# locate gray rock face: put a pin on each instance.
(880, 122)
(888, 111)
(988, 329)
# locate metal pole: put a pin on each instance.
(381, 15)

## Task requirements
Start to finish, transcribe the listing above exactly.

## Exercise output
# locate gray rock face: put a pin on each instance.
(880, 122)
(888, 111)
(988, 329)
# locate metal pole: put a pin on each instance.
(381, 15)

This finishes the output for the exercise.